- _GOAL OF THE EXERCISE_
Write out the listing below from the line containing "written like (164,107)." to its last line, unaltered, ends included.
— Start RECORD EXCERPTS —
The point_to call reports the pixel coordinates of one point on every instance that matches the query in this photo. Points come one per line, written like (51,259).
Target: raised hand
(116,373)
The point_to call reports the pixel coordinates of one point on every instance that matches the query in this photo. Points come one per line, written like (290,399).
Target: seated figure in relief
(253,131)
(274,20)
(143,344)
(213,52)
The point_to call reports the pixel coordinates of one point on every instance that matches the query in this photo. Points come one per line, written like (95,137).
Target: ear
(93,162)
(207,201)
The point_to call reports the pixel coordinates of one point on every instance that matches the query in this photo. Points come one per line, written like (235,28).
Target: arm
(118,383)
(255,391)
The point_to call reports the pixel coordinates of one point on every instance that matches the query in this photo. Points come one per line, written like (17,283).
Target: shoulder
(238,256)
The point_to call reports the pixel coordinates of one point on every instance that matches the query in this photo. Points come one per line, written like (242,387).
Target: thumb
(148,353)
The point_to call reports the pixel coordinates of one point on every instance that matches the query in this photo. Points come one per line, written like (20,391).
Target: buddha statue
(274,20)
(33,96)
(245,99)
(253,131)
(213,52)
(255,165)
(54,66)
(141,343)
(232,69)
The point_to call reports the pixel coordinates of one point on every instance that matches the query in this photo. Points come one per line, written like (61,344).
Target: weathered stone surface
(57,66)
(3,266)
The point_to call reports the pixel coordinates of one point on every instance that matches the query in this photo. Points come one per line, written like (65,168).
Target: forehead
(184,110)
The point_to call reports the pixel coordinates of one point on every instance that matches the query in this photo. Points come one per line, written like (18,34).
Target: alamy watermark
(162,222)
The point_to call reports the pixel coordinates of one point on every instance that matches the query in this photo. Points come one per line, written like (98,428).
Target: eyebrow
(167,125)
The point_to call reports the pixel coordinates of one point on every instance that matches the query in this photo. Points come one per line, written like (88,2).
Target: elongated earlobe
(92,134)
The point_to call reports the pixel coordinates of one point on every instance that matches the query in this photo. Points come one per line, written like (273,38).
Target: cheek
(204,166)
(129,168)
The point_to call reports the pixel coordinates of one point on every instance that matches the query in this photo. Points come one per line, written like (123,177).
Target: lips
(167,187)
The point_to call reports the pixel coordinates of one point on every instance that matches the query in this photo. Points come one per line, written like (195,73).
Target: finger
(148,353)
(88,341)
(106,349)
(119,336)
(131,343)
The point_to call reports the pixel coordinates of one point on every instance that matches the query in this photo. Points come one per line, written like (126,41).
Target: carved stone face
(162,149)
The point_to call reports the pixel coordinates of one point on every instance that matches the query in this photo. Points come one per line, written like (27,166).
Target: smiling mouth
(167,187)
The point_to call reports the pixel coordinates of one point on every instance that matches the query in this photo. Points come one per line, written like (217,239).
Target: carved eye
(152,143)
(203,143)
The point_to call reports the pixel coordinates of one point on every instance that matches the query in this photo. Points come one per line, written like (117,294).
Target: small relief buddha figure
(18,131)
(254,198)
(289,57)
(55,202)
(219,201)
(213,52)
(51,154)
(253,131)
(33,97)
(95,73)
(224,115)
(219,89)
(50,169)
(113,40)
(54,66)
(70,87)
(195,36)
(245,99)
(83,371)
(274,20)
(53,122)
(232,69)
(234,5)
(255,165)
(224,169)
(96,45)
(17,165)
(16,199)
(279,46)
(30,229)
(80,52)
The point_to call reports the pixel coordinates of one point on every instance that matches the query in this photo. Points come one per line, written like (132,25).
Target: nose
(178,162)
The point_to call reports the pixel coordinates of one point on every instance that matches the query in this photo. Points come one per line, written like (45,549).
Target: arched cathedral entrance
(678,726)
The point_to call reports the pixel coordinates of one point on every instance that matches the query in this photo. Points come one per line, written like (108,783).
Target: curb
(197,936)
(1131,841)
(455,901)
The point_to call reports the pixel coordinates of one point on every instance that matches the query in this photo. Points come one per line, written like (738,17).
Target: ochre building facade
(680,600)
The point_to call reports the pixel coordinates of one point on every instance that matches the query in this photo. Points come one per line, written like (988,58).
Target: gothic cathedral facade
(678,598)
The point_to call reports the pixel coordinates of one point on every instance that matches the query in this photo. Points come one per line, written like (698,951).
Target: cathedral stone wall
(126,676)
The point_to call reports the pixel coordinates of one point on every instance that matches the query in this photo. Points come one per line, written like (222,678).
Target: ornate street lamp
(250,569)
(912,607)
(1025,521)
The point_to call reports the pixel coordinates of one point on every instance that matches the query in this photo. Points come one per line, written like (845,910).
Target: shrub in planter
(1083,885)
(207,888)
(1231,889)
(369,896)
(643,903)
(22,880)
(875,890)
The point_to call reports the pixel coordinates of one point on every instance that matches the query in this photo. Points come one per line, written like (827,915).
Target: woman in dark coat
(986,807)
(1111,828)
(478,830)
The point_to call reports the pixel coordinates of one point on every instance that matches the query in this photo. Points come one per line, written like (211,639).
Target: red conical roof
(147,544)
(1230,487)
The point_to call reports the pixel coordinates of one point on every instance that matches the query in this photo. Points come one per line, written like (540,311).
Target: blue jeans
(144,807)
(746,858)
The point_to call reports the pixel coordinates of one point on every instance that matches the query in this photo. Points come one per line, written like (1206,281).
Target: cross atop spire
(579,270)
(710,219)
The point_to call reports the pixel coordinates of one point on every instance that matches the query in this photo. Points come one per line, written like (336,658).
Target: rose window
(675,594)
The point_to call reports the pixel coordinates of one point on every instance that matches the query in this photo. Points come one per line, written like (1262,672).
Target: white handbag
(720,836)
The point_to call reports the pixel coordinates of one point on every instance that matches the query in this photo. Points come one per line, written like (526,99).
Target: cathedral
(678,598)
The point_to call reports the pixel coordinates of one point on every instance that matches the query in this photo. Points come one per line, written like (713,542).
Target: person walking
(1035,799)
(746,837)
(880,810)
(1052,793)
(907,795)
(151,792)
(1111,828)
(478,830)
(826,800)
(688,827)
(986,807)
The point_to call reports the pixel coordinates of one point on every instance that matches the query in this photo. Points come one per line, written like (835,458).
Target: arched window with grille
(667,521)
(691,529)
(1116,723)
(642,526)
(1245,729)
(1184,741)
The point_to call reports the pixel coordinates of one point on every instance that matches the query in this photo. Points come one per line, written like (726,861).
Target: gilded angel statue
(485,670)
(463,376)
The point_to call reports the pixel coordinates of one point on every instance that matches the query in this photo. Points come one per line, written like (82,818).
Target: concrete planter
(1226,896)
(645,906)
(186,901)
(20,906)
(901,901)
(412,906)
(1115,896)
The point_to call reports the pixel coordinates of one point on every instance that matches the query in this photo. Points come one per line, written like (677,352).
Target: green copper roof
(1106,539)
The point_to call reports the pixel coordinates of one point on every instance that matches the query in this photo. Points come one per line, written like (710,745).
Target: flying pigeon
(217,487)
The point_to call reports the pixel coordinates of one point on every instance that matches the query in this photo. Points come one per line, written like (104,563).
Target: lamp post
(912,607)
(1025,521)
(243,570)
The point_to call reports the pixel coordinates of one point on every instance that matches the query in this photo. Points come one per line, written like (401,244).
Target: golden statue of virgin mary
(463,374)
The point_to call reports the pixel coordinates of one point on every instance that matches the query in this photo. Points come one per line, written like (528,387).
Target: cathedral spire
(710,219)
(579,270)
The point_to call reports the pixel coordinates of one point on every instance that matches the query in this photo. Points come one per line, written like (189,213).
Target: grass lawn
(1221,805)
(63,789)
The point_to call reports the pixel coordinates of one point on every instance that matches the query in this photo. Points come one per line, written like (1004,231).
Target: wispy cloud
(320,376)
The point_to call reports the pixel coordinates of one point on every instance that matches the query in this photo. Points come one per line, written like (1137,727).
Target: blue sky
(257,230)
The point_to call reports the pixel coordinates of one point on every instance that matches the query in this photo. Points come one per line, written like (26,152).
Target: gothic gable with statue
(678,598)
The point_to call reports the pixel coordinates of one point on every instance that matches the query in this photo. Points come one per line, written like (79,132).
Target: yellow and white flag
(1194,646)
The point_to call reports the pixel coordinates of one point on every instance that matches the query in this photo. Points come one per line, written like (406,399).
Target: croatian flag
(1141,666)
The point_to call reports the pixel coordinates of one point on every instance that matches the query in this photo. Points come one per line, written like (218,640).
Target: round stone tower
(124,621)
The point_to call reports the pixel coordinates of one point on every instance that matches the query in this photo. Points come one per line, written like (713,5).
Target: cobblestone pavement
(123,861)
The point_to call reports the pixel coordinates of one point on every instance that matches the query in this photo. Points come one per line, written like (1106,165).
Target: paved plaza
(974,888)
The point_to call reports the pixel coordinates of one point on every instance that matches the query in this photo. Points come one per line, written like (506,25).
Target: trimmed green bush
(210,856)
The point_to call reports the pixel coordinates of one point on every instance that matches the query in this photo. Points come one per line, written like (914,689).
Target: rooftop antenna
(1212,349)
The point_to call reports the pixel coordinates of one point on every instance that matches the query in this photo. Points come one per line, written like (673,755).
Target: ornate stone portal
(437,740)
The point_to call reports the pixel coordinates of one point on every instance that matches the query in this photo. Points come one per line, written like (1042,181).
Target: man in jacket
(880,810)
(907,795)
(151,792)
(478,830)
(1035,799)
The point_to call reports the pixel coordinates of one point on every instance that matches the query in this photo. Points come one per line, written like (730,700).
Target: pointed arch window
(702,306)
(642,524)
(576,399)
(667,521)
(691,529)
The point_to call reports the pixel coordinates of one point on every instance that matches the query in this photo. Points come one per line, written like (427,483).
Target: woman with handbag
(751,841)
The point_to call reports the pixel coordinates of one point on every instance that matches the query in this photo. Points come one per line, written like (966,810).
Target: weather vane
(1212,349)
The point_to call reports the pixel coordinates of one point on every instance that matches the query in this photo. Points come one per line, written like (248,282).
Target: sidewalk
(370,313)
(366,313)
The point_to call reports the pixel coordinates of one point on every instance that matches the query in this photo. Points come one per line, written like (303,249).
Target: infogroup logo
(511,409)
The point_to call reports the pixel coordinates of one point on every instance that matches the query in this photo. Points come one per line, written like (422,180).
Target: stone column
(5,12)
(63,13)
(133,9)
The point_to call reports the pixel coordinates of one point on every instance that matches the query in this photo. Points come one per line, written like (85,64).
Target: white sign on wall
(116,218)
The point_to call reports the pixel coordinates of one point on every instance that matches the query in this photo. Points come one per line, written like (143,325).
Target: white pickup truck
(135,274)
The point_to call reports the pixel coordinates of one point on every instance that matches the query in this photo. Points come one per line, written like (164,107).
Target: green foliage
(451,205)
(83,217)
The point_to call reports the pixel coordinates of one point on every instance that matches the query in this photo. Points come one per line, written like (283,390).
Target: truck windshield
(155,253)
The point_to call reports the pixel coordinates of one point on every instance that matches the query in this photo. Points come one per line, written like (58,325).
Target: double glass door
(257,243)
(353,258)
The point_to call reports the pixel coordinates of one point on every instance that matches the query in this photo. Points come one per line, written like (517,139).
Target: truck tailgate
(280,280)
— End RECORD EXCERPTS —
- _RESULT OF THIS TASK_
The point_to call reports the pixel coordinates of one point on every instance that matches the query in this photo. Points come one per line, written like (164,107).
Target: green foliage
(451,205)
(83,217)
The point_to call reports the pixel coordinates of one point on every instance that matches the query in this photo. Points come one per line, written like (283,390).
Target: truck windshield
(155,253)
The point_to call reports the pixel coordinates of one point on every instance that matches the query in this photo. Points come one per line, written like (58,325).
Target: double glass door
(257,243)
(353,258)
The point_to call reports the pixel coordinates of one point on every instance that matches the query in this photo. Points come one per line, written like (517,139).
Target: truck tailgate
(280,280)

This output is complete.